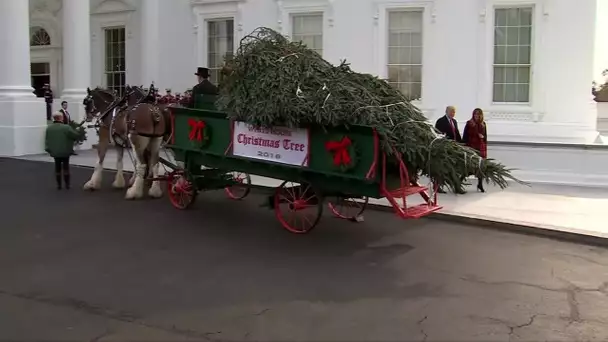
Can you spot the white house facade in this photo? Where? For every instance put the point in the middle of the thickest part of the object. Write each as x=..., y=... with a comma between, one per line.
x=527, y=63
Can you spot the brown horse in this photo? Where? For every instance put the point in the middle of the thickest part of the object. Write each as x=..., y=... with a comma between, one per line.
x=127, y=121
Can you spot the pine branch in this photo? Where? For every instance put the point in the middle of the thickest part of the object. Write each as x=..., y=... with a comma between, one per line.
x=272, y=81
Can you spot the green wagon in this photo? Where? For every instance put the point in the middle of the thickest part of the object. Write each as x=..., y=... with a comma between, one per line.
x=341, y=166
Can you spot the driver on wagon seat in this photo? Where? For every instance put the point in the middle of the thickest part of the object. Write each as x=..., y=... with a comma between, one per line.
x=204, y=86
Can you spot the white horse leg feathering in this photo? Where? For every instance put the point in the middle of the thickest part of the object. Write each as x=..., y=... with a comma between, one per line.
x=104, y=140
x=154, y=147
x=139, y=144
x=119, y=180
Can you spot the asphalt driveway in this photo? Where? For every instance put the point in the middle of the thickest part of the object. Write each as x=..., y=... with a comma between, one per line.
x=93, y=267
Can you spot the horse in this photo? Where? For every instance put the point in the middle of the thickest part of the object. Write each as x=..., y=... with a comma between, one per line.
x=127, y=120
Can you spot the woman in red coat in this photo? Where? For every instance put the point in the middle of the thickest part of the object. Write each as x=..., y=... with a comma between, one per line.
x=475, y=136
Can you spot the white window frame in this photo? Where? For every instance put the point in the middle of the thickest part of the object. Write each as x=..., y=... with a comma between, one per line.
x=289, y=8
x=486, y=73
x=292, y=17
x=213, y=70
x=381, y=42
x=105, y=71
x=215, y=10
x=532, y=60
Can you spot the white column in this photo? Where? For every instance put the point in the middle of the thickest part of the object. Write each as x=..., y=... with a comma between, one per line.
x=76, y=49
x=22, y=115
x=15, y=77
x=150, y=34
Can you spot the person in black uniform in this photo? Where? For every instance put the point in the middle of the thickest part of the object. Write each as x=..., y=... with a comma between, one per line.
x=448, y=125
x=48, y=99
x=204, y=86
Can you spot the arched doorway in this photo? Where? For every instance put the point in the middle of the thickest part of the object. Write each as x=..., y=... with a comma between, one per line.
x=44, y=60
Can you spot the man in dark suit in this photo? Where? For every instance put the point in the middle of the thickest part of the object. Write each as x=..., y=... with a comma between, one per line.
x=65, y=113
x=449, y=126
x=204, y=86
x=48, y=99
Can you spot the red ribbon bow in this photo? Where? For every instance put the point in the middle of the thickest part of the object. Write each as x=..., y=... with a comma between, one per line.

|---|

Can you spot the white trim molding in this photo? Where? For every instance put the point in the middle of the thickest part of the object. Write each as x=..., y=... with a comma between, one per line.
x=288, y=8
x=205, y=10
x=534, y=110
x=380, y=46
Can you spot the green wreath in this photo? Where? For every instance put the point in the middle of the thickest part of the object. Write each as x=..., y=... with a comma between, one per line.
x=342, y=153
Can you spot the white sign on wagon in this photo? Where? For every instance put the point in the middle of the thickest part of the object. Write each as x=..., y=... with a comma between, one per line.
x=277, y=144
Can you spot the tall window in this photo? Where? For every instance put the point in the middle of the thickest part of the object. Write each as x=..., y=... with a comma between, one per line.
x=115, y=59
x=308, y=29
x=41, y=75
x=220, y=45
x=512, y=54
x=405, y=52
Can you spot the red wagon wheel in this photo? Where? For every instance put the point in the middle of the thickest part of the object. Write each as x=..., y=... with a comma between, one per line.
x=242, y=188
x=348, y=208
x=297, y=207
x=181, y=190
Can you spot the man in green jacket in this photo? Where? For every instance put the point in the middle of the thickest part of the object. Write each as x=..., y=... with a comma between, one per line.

|---|

▸ **Task details**
Copy out each line of the data above, exactly, if it lies between the line holding "Can you spot the woman" and the line holding "Can you spot the red ribbon", inclusive; copy no other line.

▸ **Solution**
Can you spot the woman in red coat in this photo? Where? For every instance put the point in the middle of the thickest part of the object. Write each as x=..., y=... with a comma between, one per line.
x=475, y=136
Can you spot the white window frame in this photo? Where? For every instance put the point in the middle of the thickest part of the object. Write each as x=..., y=... with a comma between, one per line.
x=289, y=8
x=486, y=73
x=292, y=17
x=213, y=70
x=381, y=42
x=105, y=71
x=215, y=10
x=532, y=60
Can you spot the white column in this photo? Where? For every instance put the point in the middle of the thickest part of the object. Write each as x=..., y=... with a comma between, one per line.
x=76, y=49
x=22, y=115
x=15, y=77
x=150, y=34
Can you spot the person in black uniform in this photo? Where? For every instance put the point in the middle of the thickest part of the object. Write each as x=..., y=... with a comma between, one per line.
x=448, y=125
x=48, y=99
x=204, y=86
Can you spot the arched doorway in this photo? Where? For every instance put the point in the middle of the thickest part of the object. Write each as x=..., y=... with a comma between, one per line.
x=44, y=60
Can you spot the man in dark suit in this photo? Where? For every instance put the point in the middle of the thickest part of the object. Write each as x=..., y=... with a comma between, one per line.
x=65, y=113
x=449, y=126
x=204, y=86
x=48, y=99
Can you spot the red ribbon bow in this photo? Where? For every instance put the point in the middle of the thickest part of the object. Write each as x=..., y=... with a comma between, one per line.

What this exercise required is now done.